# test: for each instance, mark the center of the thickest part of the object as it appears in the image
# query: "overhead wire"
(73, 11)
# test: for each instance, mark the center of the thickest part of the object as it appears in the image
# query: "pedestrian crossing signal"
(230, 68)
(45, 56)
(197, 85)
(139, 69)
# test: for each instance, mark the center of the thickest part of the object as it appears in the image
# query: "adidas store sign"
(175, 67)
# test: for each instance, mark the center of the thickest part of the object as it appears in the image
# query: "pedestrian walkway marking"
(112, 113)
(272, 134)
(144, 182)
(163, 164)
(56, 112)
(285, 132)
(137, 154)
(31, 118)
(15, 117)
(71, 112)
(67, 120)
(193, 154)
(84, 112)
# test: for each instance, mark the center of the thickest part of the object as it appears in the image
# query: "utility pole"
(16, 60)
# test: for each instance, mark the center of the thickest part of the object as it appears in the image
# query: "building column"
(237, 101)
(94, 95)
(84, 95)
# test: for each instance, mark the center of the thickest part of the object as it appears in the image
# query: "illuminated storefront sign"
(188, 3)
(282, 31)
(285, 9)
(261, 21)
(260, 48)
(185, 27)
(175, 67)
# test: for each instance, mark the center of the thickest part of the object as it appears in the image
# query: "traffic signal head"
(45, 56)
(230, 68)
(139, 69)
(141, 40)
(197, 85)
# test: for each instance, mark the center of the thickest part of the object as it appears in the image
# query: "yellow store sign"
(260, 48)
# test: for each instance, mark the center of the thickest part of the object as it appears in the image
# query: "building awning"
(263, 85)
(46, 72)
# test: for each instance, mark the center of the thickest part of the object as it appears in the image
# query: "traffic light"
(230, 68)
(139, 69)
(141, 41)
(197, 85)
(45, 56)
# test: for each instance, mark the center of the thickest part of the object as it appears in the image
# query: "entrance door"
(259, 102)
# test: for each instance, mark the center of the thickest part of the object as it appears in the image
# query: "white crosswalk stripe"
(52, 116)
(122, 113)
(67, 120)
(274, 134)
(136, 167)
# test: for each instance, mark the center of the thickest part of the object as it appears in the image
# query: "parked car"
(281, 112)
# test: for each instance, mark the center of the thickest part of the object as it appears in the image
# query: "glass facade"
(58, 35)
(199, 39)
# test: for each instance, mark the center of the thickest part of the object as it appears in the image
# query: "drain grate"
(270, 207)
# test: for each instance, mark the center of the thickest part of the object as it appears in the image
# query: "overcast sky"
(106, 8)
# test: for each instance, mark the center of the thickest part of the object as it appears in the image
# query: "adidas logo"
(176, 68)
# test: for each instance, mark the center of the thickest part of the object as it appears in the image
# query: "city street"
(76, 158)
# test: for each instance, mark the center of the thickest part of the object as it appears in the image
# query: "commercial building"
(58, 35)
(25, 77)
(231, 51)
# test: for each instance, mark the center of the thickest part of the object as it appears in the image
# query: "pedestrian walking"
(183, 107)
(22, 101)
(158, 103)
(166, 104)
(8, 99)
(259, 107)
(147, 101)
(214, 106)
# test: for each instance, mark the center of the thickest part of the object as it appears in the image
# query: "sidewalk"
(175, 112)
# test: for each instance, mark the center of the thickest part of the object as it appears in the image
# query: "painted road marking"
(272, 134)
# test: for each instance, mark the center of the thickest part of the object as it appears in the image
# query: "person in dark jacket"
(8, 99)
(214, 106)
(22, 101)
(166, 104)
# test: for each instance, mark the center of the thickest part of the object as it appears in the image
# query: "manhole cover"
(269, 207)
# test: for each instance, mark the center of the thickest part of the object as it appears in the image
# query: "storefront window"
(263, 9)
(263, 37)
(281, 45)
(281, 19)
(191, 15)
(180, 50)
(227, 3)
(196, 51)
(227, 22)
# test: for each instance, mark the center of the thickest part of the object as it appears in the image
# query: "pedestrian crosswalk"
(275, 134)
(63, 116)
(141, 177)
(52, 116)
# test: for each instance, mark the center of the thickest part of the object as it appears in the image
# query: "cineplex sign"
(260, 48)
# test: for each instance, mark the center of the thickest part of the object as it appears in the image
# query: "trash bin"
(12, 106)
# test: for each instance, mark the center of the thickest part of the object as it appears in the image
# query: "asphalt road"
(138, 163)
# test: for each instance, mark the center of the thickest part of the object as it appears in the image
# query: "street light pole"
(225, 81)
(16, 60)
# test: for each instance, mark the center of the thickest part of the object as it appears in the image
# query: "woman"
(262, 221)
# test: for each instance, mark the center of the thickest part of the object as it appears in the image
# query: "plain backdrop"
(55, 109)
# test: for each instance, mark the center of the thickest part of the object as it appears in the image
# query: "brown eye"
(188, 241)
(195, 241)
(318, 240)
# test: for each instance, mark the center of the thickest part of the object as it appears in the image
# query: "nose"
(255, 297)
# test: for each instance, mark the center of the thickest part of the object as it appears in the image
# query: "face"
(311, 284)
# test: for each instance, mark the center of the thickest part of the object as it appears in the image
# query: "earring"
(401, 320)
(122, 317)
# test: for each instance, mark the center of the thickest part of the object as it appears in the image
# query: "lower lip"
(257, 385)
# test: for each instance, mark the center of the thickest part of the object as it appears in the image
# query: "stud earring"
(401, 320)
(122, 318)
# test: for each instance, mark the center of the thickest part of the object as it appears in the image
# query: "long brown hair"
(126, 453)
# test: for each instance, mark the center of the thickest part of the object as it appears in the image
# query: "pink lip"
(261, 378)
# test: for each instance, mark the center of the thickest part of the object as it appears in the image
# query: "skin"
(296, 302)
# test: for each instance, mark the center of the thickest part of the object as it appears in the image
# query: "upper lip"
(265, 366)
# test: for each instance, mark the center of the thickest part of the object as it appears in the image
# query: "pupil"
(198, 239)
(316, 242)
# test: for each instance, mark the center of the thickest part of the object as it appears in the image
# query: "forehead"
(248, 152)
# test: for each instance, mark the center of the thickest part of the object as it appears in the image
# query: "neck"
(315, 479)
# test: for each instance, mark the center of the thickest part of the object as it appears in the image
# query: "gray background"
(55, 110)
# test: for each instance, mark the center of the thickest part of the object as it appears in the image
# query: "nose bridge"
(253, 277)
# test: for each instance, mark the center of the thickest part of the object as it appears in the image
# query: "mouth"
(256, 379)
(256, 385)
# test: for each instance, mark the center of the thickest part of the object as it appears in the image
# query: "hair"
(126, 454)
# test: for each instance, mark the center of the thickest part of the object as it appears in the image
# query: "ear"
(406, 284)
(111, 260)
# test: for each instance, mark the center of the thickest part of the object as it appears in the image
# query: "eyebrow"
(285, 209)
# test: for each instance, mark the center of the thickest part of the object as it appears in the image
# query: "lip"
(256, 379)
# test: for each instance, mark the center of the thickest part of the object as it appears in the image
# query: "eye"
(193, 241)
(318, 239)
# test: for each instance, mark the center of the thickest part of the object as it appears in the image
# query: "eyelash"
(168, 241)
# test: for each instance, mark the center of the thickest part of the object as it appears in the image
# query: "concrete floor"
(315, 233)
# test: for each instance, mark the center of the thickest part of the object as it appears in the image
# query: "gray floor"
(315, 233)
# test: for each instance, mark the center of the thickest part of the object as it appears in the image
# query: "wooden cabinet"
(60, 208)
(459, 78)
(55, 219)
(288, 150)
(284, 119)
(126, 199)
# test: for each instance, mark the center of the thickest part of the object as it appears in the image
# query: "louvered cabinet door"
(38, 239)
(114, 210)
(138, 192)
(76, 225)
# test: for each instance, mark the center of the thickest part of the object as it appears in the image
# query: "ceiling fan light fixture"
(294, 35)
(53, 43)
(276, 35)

---

§ What to produce
Could you write out all the records exactly, please?

§ Response for this exercise
# test: for each instance, mark the center of the thickest part of the object as it appears in the image
# query: "overhead wire"
(73, 11)
# test: for each instance, mark the center of the thickest part of the object as it appears in the image
# query: "pedestrian crossing signal"
(230, 68)
(45, 56)
(197, 85)
(139, 69)
# test: for each instance, mark the center of the thickest part of the object as it appears in the image
# query: "adidas store sign"
(175, 67)
# test: for each instance, mark the center of the thickest part of the object as it appears in the image
# query: "pedestrian walkway marking"
(112, 113)
(272, 134)
(144, 182)
(163, 164)
(56, 112)
(285, 132)
(137, 154)
(31, 118)
(15, 117)
(71, 112)
(67, 120)
(193, 154)
(84, 112)
# test: for each instance, mark the center of the thickest part of the object as it appears in the image
# query: "utility pole"
(16, 60)
# test: for each instance, mark the center of the thickest part of the object as it appears in the image
# query: "building column"
(237, 101)
(94, 95)
(84, 95)
# test: for each instance, mark the center of the thickest part of the object as it appears in the image
# query: "illuminated storefront sign"
(188, 3)
(282, 31)
(285, 9)
(261, 21)
(260, 48)
(185, 27)
(175, 67)
# test: for each instance, mark the center of the thickest part of the object as it appears in the image
# query: "traffic signal head"
(45, 56)
(230, 68)
(139, 69)
(141, 40)
(197, 85)
# test: for each instance, mark the center of the thickest part of the object as it appears in the image
# query: "yellow store sign"
(260, 48)
# test: for each instance, mark the center of the thickest part of the object as it appears in the image
# query: "building awning"
(263, 85)
(46, 72)
# test: for each instance, mark the center of the thickest part of the object as it appears in the image
# query: "traffic light"
(230, 68)
(139, 69)
(141, 41)
(197, 85)
(45, 56)
# test: for each instance, mark the center of the thickest part of the object as it appears in the image
# query: "entrance door"
(259, 102)
# test: for each instance, mark the center of the thickest part of the object as it appears in the image
# query: "white crosswalk stripe"
(52, 116)
(122, 113)
(67, 120)
(274, 134)
(136, 167)
# test: for each instance, mark the center of the thickest part of the object as it appears in the image
# query: "parked car"
(281, 112)
# test: for each instance, mark the center of the thickest part of the object as it appears in the image
# query: "glass facade"
(58, 35)
(199, 39)
# test: for each instance, mark the center of the thickest part of the object as it appears in the image
# query: "drain grate"
(270, 207)
# test: for each instance, mark the center of the thickest part of the object as it appears in the image
# query: "overcast sky"
(106, 8)
# test: for each instance, mark the center of the thickest part of the object as it appears in the image
# query: "adidas logo"
(176, 68)
# test: for each instance, mark the center of the thickest part of the object as it appears in the image
# query: "city street"
(76, 158)
# test: for each instance, mark the center of the thickest part of the object as it appears in the image
# query: "commercial building"
(58, 35)
(25, 77)
(231, 51)
# test: for each instance, mark the center of the thickest part of the object as it appears in the image
# query: "pedestrian walking"
(183, 107)
(22, 101)
(158, 103)
(166, 104)
(8, 99)
(259, 107)
(147, 101)
(214, 106)
# test: for each instance, mark the center of the thickest part of the object as it appears in the image
# query: "sidewalk"
(175, 112)
# test: for each instance, mark the center of the thickest part of the object as it appears in the image
# query: "painted road marking"
(272, 134)
# test: for each instance, mark the center of the thickest part of the object as it appears in the image
# query: "person in dark jacket"
(8, 99)
(214, 106)
(22, 101)
(166, 104)
# test: for each instance, mark the center of the thickest part of the object as it appears in the image
# query: "manhole cover"
(269, 207)
# test: for each instance, mark the center of the thickest part of the object as it appears in the image
# query: "storefront window"
(263, 9)
(263, 37)
(281, 45)
(281, 19)
(191, 15)
(180, 50)
(227, 3)
(196, 51)
(227, 22)
# test: for each instance, mark the center of the thickest part of the object as it appears in the image
# query: "pedestrian crosswalk"
(275, 134)
(63, 116)
(141, 177)
(52, 116)
# test: for each instance, mark the center of the thickest part of the object as it appears in the image
# query: "cineplex sign"
(260, 48)
# test: for each instance, mark the center of the thickest part of the object as it appears in the image
# query: "trash bin"
(12, 106)
# test: for each instance, mark the center of the thickest part of the object as it appears in the image
# query: "asphalt road"
(138, 163)
# test: for each instance, mark the center of the thickest part of the object as it appears in the image
# query: "street light pole"
(225, 81)
(16, 60)
# test: for each instance, mark the center of the thickest part of the object as it appears in the image
# query: "woman"
(262, 221)
# test: for each instance, mark the center of the thickest part of the object as it appears in the image
# query: "plain backdrop"
(55, 109)
# test: for each instance, mark the center of the thickest part of the object as it appears in the image
# query: "brown eye"
(188, 241)
(195, 241)
(318, 240)
# test: for each instance, mark the center of the thickest part of the object as it appears in the image
# query: "nose"
(255, 297)
# test: for each instance, mark the center of the thickest part of the object as it appears in the image
# query: "face"
(311, 284)
# test: for each instance, mark the center of the thickest part of the object as it appears in the image
# query: "earring"
(401, 320)
(122, 317)
# test: for each instance, mark the center of the thickest part of the object as it appears in the image
# query: "lower lip"
(257, 385)
# test: for each instance, mark the center of the thickest part of the object as it appears in the image
# query: "stud earring"
(401, 320)
(122, 318)
# test: for each instance, mark the center of the thickest part of the object as it appears in the image
# query: "long brown hair"
(126, 453)
# test: for each instance, mark the center of the thickest part of the object as it appears in the image
# query: "pink lip"
(261, 378)
# test: for each instance, mark the center of the thickest part of the object as it appears in the image
# query: "skin"
(296, 302)
# test: for each instance, mark the center of the thickest part of the object as it appears in the image
# query: "upper lip"
(265, 366)
# test: for each instance, mark the center of the thickest part of the object as it appears in the image
# query: "pupil"
(198, 239)
(316, 242)
# test: for each instance, mark the center of the thickest part of the object as it appears in the image
# query: "forehead"
(248, 152)
# test: for each instance, mark the center of the thickest part of the object as it appears in the image
# query: "neck"
(315, 479)
# test: for each instance, mark the center of the thickest part of the object as it appears in the image
# query: "gray background"
(55, 110)
# test: for each instance, mark the center of the thickest part of the object as it appears in the image
# query: "nose bridge"
(253, 277)
# test: for each instance, mark the center of the thickest part of the object as it appears in the image
# query: "mouth"
(256, 379)
(256, 385)
# test: for each instance, mark the center of the thickest part of the object as it appears in the image
# query: "hair"
(126, 454)
# test: for each instance, mark the center of the thickest part of the object as it appears in the image
# query: "ear"
(406, 284)
(111, 260)
# test: for each instance, mark the center of the thickest part of the object as it appears in the image
# query: "eyebrow"
(285, 209)
# test: for each instance, mark the center of the thickest part of the object as it appears in the image
# query: "lip"
(256, 379)
# test: for each instance, mark the center of the thickest part of the object as it appears in the image
# query: "eye"
(193, 241)
(318, 239)
# test: for each instance, mark the center of the thickest part of the object as it appears in the image
# query: "eyelash"
(168, 241)
# test: for each instance, mark the center of the thickest part of the object as it appears in the image
# query: "concrete floor"
(315, 233)
# test: for each instance, mark the center of the thickest part of the object as it appears in the image
# query: "gray floor"
(315, 233)
# test: for each instance, mark the center of the thickest part of the object as it appears in the image
# query: "wooden cabinet"
(60, 208)
(459, 78)
(55, 219)
(288, 150)
(284, 119)
(126, 199)
# test: for each instance, mark the center of the thickest part of the object as it appears in the image
# query: "louvered cabinet door"
(38, 239)
(114, 210)
(138, 192)
(76, 225)
# test: for each instance, mark the center of the thickest part of the object as it appears in the image
# query: "ceiling fan light fixture"
(294, 35)
(53, 43)
(276, 35)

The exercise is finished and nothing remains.